REQUIRED ACTION.
From the listing below, work out how many lines contain "boat"; the answer is that number and nothing more.

--- DATA FOR REVIEW Enclosed Below ---

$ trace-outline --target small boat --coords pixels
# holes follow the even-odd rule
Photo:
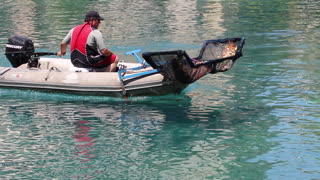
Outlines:
[[[206,40],[198,57],[184,50],[127,52],[137,63],[120,61],[117,72],[91,72],[74,67],[56,53],[35,52],[25,36],[12,36],[5,55],[12,67],[0,67],[0,87],[113,97],[180,93],[207,74],[229,70],[242,56],[244,38]]]

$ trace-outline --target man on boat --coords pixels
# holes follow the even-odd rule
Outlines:
[[[104,20],[98,12],[89,11],[84,24],[71,29],[60,44],[59,56],[65,55],[67,45],[71,44],[71,62],[74,66],[88,68],[97,72],[115,72],[119,62],[104,44],[99,24]]]

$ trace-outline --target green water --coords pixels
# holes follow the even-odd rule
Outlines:
[[[244,56],[182,94],[85,97],[0,89],[0,179],[320,179],[317,0],[4,0],[0,65],[19,34],[58,51],[86,11],[124,52],[245,37]]]

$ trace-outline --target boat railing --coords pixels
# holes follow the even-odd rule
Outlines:
[[[140,63],[140,66],[118,70],[118,76],[119,76],[119,80],[120,80],[120,83],[121,83],[121,86],[122,86],[122,94],[123,95],[126,94],[125,87],[124,87],[125,86],[125,82],[124,82],[125,80],[139,78],[139,77],[145,77],[145,76],[160,72],[159,69],[151,69],[151,70],[148,70],[148,71],[137,72],[137,73],[133,73],[133,74],[128,74],[127,75],[128,71],[138,71],[138,70],[141,70],[141,69],[145,69],[145,68],[151,67],[145,60],[142,60],[139,57],[139,55],[137,54],[139,52],[141,52],[140,49],[139,50],[129,51],[129,52],[126,52],[125,54],[126,55],[133,55],[136,58],[136,60]]]

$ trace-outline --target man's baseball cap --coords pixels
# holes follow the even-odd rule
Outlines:
[[[97,11],[89,11],[89,12],[87,12],[86,17],[85,17],[84,20],[85,21],[90,21],[91,18],[95,18],[95,19],[100,20],[100,21],[104,20],[104,18],[101,17]]]

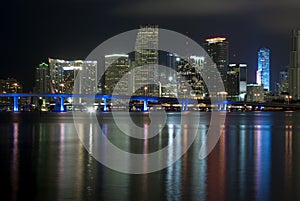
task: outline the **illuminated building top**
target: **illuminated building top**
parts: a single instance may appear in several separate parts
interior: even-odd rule
[[[39,67],[42,67],[42,66],[48,67],[48,64],[46,64],[45,62],[42,62],[42,63],[39,64]]]
[[[216,37],[216,38],[208,38],[205,41],[208,43],[219,43],[219,42],[223,42],[225,40],[226,40],[226,38],[224,38],[224,37]]]
[[[104,57],[105,58],[111,58],[111,57],[127,57],[128,58],[128,55],[127,54],[109,54],[109,55],[105,55]]]

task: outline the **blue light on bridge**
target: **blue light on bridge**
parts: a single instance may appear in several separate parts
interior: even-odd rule
[[[19,103],[17,96],[14,96],[14,112],[19,112]]]
[[[143,112],[148,112],[148,100],[147,99],[144,99]]]
[[[60,97],[60,111],[64,112],[65,111],[65,98]]]

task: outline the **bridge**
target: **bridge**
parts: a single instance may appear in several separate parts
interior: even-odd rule
[[[65,112],[65,99],[66,98],[89,98],[89,99],[102,99],[103,100],[103,111],[108,111],[107,100],[132,100],[142,101],[142,111],[147,112],[149,110],[149,102],[158,103],[170,103],[180,104],[181,111],[189,110],[189,103],[203,103],[204,105],[210,105],[210,100],[195,100],[191,98],[167,98],[167,97],[151,97],[151,96],[117,96],[107,94],[32,94],[32,93],[7,93],[0,94],[0,97],[11,97],[13,98],[13,111],[19,112],[19,98],[22,97],[48,97],[59,100],[56,104],[57,111]],[[252,108],[277,108],[282,110],[300,110],[300,104],[287,104],[287,103],[274,103],[274,102],[240,102],[240,101],[220,101],[217,104],[218,110],[230,110],[228,106],[233,107],[246,107],[251,106]],[[207,106],[206,106],[207,107]]]
[[[163,97],[151,97],[151,96],[118,96],[118,95],[106,95],[106,94],[32,94],[32,93],[7,93],[0,94],[0,97],[11,97],[13,98],[13,111],[19,112],[19,98],[22,97],[48,97],[59,99],[59,111],[65,111],[65,99],[66,98],[89,98],[89,99],[102,99],[104,108],[103,111],[108,111],[107,100],[133,100],[133,101],[143,101],[143,111],[148,111],[148,102],[162,102],[167,101],[169,103],[174,103],[175,100],[181,103],[181,108],[183,111],[188,110],[189,102],[195,101],[194,99],[188,98],[163,98]]]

--- End of Enclosed DATA FOR REVIEW ---

RESPONSE.
3